# EXTRACT TO READ
********************

As we close up shop on the games of the 31st Olympiad, it’s time to reflect on the moments that bring us all together as a species and to celebrate how the spirit of competition can be something that lifts us all as a human race.
And if you think that’s what’s going to happen here, you are a first time reader of this blog…and boy, are you in the wrong fucking place.
If you read the tagline of this blog, it says “what your view of sports and life would be if you had too many concussions.” That’s EXACTLY how you get a series like “Signs We Are Neat End Of Civilization,” which is EXACTLY how you get a story about an Olympic weightlifter getting caught for shooting strychnine.
You read that correctly. In a world where global athletics revolve around international prestige, geo-political bragging rights, and gobs of fucking money, there are people willing to gain a competitive advantage by juicing with rat poison.
A male weightlifter from Kyrgyzstan became the first athlete at the Rio de Janeiro Olympics to be stripped of a medal after a positive drug test. Izzat Artykov tested positive for strychnine after winning the bronze medal in the 69-kilogram division, the Court of Arbitration’s anti-doping division said Thursday. The 22-year-old lifter’s medal was taken away and he was kicked out of the games.

********************

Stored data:

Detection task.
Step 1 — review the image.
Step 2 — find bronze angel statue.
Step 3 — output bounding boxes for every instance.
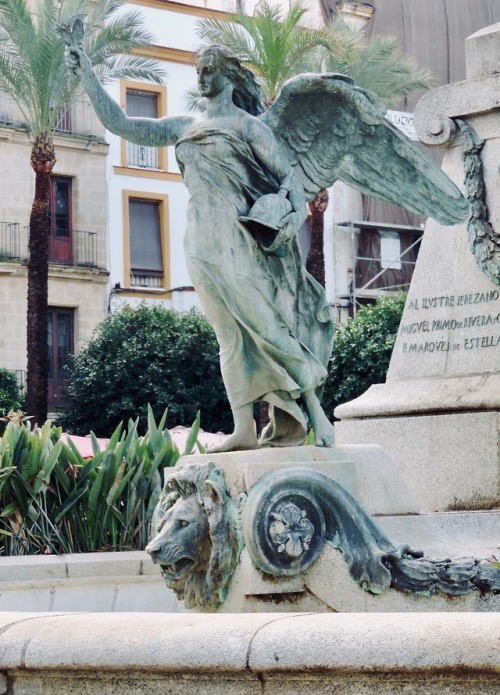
[60,19,468,452]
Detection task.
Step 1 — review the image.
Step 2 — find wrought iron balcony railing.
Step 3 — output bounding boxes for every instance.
[0,222,98,268]
[0,222,21,261]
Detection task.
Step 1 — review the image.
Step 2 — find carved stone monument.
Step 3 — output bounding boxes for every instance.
[147,25,500,612]
[335,25,500,512]
[60,16,500,611]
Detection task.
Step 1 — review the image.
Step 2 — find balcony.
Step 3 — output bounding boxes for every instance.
[0,222,21,261]
[0,92,105,141]
[127,142,160,169]
[0,222,98,268]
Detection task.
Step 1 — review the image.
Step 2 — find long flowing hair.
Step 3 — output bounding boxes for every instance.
[195,44,264,116]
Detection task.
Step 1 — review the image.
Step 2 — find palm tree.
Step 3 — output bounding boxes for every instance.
[0,0,164,423]
[196,0,352,106]
[193,0,431,286]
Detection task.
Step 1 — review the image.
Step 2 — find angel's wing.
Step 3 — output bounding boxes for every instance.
[260,73,469,225]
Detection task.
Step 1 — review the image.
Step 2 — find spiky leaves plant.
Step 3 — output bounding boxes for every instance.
[0,0,164,423]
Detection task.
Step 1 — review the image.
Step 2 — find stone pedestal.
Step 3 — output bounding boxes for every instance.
[335,25,500,511]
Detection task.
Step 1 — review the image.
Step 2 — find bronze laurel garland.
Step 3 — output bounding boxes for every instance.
[455,119,500,285]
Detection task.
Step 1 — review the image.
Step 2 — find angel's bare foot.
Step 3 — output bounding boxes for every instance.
[206,403,258,454]
[205,432,258,454]
[302,391,335,446]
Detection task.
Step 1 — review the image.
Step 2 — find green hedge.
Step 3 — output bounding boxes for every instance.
[0,409,199,555]
[59,304,232,437]
[322,294,406,418]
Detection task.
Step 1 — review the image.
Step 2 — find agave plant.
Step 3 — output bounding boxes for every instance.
[0,408,200,555]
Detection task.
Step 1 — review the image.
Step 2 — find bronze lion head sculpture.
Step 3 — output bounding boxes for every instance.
[146,463,243,610]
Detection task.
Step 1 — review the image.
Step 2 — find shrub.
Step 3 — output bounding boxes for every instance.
[322,295,406,417]
[60,304,232,436]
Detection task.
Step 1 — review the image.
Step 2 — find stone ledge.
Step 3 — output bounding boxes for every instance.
[0,613,500,676]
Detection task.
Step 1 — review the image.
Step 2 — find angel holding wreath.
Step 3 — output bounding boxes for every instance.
[60,19,468,453]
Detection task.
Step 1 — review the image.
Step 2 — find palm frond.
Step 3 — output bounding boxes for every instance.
[196,0,333,101]
[95,55,166,84]
[0,0,165,136]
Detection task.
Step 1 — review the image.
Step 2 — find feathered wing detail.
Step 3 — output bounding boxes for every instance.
[260,73,469,225]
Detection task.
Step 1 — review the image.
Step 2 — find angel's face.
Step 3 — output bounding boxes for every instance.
[196,53,229,98]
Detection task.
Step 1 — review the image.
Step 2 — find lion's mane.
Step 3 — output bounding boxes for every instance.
[153,463,243,610]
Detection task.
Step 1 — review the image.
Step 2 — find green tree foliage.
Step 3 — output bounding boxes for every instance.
[322,294,406,418]
[0,369,22,416]
[0,0,164,424]
[193,0,342,105]
[61,304,232,436]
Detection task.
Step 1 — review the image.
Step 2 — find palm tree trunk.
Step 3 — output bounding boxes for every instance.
[26,134,56,425]
[306,189,328,287]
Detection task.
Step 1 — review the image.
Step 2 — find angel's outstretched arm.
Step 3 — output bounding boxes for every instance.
[65,45,193,147]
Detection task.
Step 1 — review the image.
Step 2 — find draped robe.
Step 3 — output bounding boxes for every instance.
[176,124,333,446]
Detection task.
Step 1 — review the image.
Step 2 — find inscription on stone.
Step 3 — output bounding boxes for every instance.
[399,289,500,354]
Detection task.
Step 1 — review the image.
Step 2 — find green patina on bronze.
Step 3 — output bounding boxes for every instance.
[61,19,469,451]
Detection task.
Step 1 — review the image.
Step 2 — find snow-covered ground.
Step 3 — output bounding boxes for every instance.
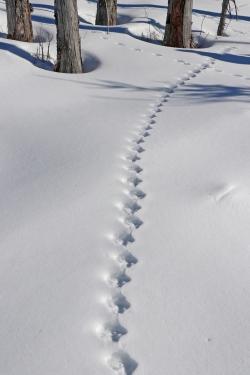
[0,0,250,375]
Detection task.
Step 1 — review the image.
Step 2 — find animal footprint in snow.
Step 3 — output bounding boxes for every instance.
[107,269,131,288]
[107,350,138,375]
[152,53,163,57]
[116,229,135,246]
[96,319,128,342]
[125,215,143,229]
[107,291,130,314]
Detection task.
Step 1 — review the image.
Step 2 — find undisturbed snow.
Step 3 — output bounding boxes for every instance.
[0,0,250,375]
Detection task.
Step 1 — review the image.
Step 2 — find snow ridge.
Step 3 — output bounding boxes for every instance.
[97,54,218,375]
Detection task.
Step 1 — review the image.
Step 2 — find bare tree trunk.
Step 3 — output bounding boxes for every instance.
[55,0,82,73]
[95,0,117,26]
[163,0,193,48]
[6,0,33,42]
[217,0,230,36]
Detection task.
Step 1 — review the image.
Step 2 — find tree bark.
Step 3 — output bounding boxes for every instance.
[95,0,117,26]
[6,0,33,42]
[163,0,193,48]
[217,0,230,36]
[55,0,83,73]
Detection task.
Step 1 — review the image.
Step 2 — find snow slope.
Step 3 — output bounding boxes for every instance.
[0,0,250,375]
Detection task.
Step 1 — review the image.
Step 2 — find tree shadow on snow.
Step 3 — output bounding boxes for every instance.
[181,49,250,65]
[179,84,250,105]
[193,9,250,21]
[88,0,167,9]
[0,42,54,70]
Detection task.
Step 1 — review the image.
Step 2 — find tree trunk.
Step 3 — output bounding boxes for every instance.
[217,0,230,36]
[163,0,193,48]
[55,0,82,73]
[95,0,117,26]
[6,0,33,42]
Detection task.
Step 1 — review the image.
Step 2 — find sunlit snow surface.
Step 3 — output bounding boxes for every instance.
[0,0,250,375]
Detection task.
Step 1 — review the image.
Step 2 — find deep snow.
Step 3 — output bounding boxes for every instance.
[0,0,250,375]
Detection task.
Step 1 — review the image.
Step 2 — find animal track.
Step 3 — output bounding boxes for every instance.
[98,49,217,375]
[107,350,138,375]
[97,318,127,342]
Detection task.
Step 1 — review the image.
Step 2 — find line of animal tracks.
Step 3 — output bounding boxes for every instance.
[96,48,233,375]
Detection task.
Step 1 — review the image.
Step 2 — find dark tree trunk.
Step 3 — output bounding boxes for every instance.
[95,0,117,26]
[55,0,82,73]
[163,0,193,48]
[217,0,230,36]
[6,0,33,42]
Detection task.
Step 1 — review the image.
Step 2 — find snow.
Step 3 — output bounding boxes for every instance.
[0,0,250,375]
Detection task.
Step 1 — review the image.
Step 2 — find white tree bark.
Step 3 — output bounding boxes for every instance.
[217,0,230,36]
[55,0,82,73]
[96,0,117,26]
[163,0,193,48]
[6,0,33,42]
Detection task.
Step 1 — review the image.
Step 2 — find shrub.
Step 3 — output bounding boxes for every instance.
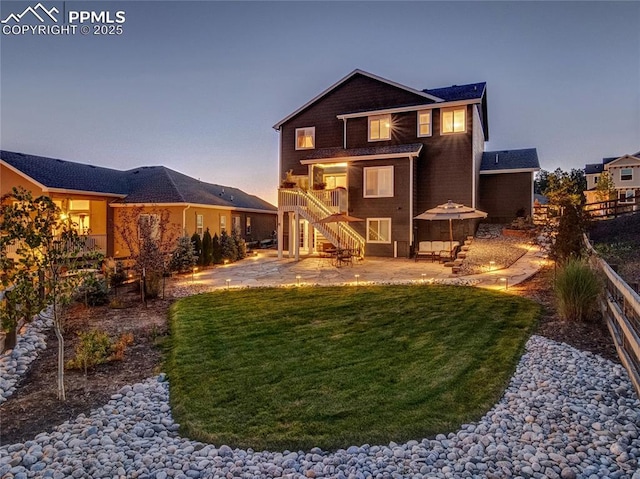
[67,329,133,376]
[169,236,198,273]
[67,330,111,376]
[76,276,109,306]
[109,332,133,361]
[200,228,213,266]
[554,258,602,321]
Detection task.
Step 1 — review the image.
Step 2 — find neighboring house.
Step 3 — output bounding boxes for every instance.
[274,70,539,258]
[584,151,640,204]
[0,151,276,258]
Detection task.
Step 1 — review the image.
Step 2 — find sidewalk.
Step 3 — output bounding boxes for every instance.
[175,246,544,291]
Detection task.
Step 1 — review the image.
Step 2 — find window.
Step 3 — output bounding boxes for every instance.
[296,126,316,150]
[369,115,391,141]
[418,110,431,136]
[138,214,160,240]
[364,166,393,198]
[367,218,391,244]
[196,215,204,238]
[442,107,467,134]
[618,190,636,203]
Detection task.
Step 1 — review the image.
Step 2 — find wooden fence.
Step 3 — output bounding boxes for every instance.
[584,236,640,396]
[584,192,640,220]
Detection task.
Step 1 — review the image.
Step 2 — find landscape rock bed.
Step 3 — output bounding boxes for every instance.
[0,310,53,406]
[0,336,640,479]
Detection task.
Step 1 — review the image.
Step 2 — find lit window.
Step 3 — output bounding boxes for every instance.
[442,107,467,134]
[364,166,393,198]
[369,115,391,141]
[367,218,391,244]
[296,126,316,150]
[418,110,431,136]
[196,215,204,238]
[138,214,160,240]
[618,190,636,203]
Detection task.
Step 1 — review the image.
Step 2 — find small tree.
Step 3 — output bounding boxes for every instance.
[0,188,102,400]
[220,230,238,261]
[169,236,198,273]
[233,230,247,260]
[596,171,616,201]
[211,233,222,264]
[191,233,203,264]
[115,206,179,297]
[202,228,213,266]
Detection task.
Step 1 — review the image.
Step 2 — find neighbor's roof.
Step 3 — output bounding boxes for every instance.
[0,151,276,211]
[584,163,604,175]
[0,151,128,196]
[422,82,487,101]
[480,148,540,173]
[120,166,277,211]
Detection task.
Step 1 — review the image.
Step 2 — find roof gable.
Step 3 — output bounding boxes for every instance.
[606,155,640,169]
[422,82,487,101]
[480,148,540,173]
[273,69,442,130]
[0,151,128,196]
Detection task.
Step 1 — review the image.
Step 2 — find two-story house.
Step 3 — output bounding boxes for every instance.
[274,70,539,258]
[584,151,640,205]
[0,151,276,258]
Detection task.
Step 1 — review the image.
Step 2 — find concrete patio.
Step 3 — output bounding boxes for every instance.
[174,246,546,291]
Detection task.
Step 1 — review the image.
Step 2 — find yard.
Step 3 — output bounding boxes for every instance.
[164,286,540,450]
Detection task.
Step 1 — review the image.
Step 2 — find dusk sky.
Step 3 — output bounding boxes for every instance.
[0,0,640,203]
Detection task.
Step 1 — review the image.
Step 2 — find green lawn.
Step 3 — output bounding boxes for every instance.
[165,286,539,450]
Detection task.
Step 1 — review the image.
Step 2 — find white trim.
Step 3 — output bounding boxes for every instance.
[109,203,278,215]
[362,165,395,198]
[480,168,540,175]
[367,113,392,142]
[416,108,433,138]
[336,98,482,120]
[364,218,392,244]
[300,146,422,165]
[294,126,316,151]
[273,69,444,130]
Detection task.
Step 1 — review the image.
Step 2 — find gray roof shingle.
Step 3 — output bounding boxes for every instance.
[480,148,540,171]
[422,82,487,101]
[0,151,277,211]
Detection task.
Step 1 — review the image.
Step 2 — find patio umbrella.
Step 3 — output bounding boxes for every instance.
[415,200,487,246]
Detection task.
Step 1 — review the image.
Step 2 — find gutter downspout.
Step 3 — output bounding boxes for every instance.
[182,205,191,236]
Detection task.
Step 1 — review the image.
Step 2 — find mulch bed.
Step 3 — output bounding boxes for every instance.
[0,267,618,445]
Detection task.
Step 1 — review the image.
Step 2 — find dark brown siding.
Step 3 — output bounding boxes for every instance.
[478,173,533,223]
[348,158,410,256]
[280,75,429,179]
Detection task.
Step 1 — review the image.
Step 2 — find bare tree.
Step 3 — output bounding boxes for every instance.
[0,188,101,400]
[114,206,180,296]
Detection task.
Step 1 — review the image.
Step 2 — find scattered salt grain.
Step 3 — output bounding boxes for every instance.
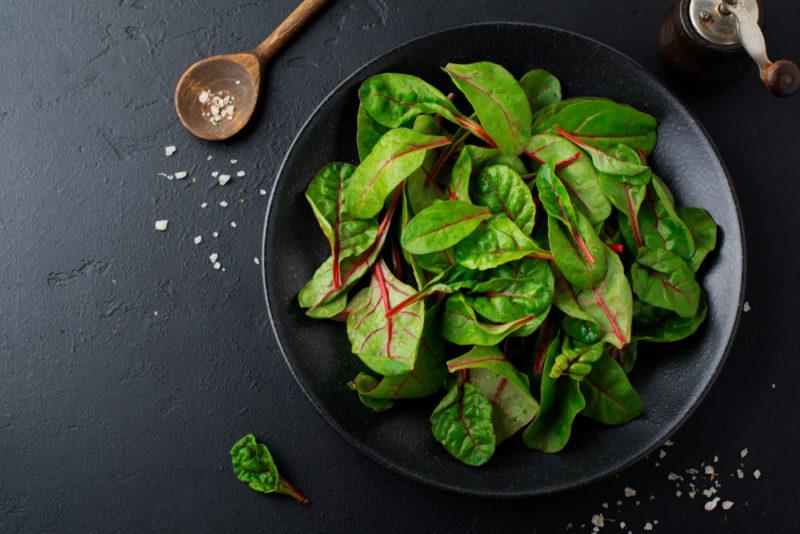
[703,497,719,512]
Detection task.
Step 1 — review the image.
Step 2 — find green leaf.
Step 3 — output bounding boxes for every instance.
[525,134,611,224]
[347,260,425,376]
[532,98,656,154]
[431,383,496,466]
[444,61,532,156]
[547,213,607,289]
[580,353,642,425]
[633,296,708,343]
[676,208,717,271]
[401,200,491,254]
[519,69,561,113]
[344,128,451,219]
[231,434,308,504]
[442,293,549,346]
[358,72,460,128]
[464,258,553,323]
[631,247,701,318]
[356,103,389,161]
[577,250,633,349]
[522,337,586,452]
[447,346,539,443]
[474,165,536,235]
[455,215,544,271]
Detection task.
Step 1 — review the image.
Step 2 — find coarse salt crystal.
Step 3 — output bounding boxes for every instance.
[703,497,719,512]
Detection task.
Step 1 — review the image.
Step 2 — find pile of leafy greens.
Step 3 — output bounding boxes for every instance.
[299,62,717,465]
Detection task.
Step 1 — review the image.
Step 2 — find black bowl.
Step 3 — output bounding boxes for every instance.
[263,23,744,496]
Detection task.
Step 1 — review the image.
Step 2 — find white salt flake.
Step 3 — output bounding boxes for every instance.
[703,497,719,512]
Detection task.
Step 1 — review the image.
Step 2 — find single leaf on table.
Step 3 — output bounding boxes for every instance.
[525,134,611,224]
[358,72,461,128]
[519,69,561,113]
[444,61,532,156]
[522,336,586,452]
[347,260,425,376]
[532,97,657,154]
[356,104,389,161]
[455,215,549,271]
[447,346,539,443]
[676,208,717,271]
[400,200,491,254]
[577,250,633,349]
[547,213,607,289]
[474,165,536,235]
[550,337,605,382]
[464,258,554,323]
[633,296,708,343]
[231,434,308,504]
[442,293,549,346]
[344,128,451,219]
[580,353,643,425]
[430,382,497,466]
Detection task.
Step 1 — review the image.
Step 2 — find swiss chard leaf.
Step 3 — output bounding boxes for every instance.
[474,165,536,235]
[431,382,497,466]
[580,353,642,425]
[577,250,633,349]
[631,247,701,318]
[519,69,561,113]
[344,128,451,218]
[522,338,586,452]
[231,434,308,504]
[347,260,425,376]
[400,200,491,254]
[447,346,539,443]
[444,61,532,156]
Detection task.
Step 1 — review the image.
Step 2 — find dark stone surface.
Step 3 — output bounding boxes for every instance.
[0,0,800,532]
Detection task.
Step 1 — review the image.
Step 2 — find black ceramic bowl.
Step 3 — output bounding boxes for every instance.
[263,23,744,496]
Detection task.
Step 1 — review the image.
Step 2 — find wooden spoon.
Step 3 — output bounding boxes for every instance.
[175,0,328,141]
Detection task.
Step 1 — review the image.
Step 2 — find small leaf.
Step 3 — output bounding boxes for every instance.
[580,353,642,425]
[444,61,532,156]
[401,200,491,254]
[431,383,496,466]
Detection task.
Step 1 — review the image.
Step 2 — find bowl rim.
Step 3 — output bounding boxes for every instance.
[261,21,747,498]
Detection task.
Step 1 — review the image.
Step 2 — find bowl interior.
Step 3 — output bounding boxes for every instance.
[263,24,744,496]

********************

# TASK A
In the blog post about the Olympic weightlifter stripped of his medal, what substance did Izzat Artykov test positive for?
# TASK B
Rewrite the part of the blog post about the weightlifter that opens with the words containing "As we close" and closes with "a human race.", replacing "species" with "people".
# TASK C
Continue the blog post about the Olympic weightlifter's failed drug test from the point at which it stops.
The rows are not required for any of this work.

# ANSWER AREA A
Strychnine.

# ANSWER AREA B
As we close up shop on the games of the 31st Olympiad, it’s time to reflect on the moments that bring us all together as a people and to celebrate how the spirit of competition can be something that lifts us all as a human race.

# ANSWER AREA C
To understand this, I’m need to get all high-school biology on you. Strychnine was first discovered by French chemists Joseph Bienaimé Caventou and Pierre-Joseph Pelletier in 1818.
Records indicate that preparations containing strychnine had been used to kill dogs, cats, and birds in Europe as far back as 1640. Strychnine is a neurotoxin which acts as an antagonist of glycine and acetylcholine receptors. It primarily affects the motor nerves in the spinal cord which control muscle contraction.
That’s a big-brain way of saying that even though strychnine is a highly toxic substance commonly used as a rodent-killing pesticide, it also has a long history in sports doping. That’s because when used in non-lethal doses, it is renowned for “speeding up” the twitch of “tired” muscles. It’s not hard to see why that would be attractive to competitive weightlifters. That’s also why strychnine is defined as a stimulant in the World Anti-Doping Agency’s list of banned substances.
It’s that “non-lethal” part which gives me cause for concern. Think of it this way. The Beatles did some incredible stuff on LSD, until we found Jimi Hendrix dead in a bathtub.
Gold record or gold medal, I’m not killing myself for it.